--- START OF Provided material ---
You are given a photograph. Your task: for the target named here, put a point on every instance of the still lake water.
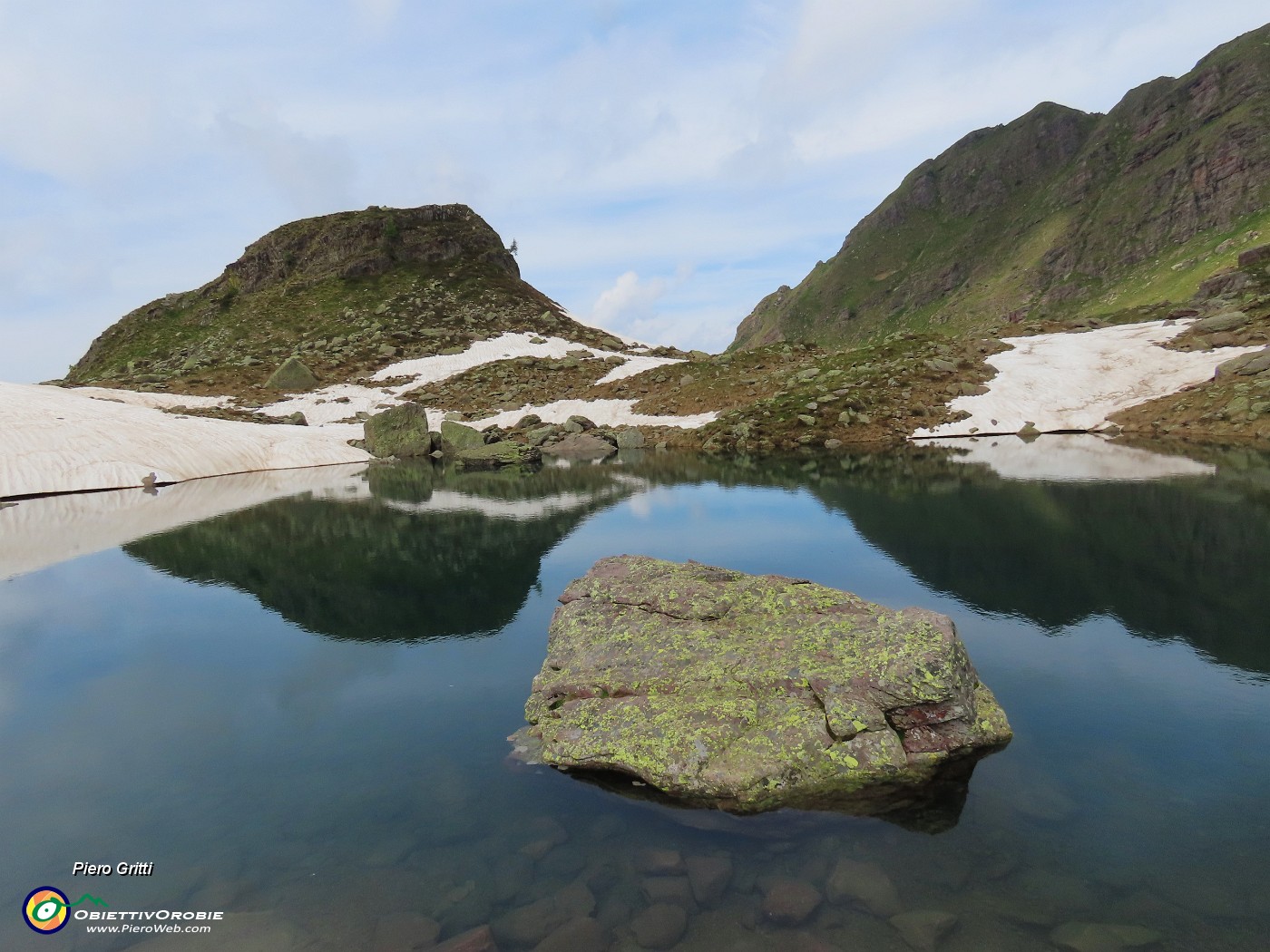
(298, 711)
--- END OF Provided material ---
--- START OF Provided material ---
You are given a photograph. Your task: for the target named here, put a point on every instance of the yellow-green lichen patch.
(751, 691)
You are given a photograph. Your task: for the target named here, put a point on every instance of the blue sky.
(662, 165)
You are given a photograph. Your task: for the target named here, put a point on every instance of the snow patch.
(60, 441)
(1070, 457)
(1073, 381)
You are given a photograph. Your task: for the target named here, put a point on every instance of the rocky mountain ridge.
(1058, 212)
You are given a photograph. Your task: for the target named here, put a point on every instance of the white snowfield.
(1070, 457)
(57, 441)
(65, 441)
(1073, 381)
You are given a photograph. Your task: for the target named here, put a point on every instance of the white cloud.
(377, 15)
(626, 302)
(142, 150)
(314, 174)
--- END OF Provided material ---
--- START OF Provided material ---
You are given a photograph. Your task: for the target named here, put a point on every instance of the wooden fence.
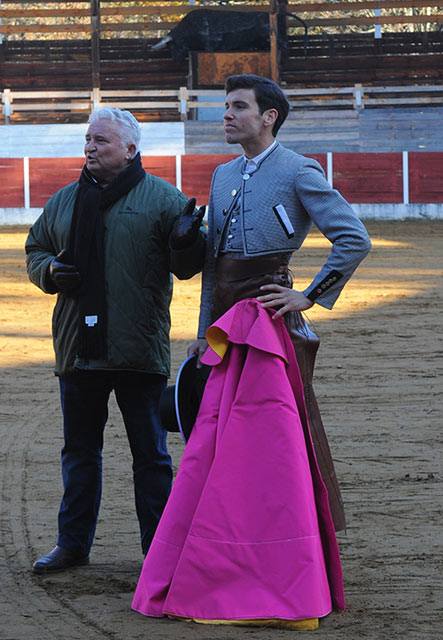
--- END OF Provided material ---
Find each line of the records that contains the word "white", and copy those lines.

# Response
You are given a photograph. Your task: for the target named here, put a point on every instance of the white snowfield.
You are given a photograph. Your task: for the target named here, put a point on every instance of the white cloud.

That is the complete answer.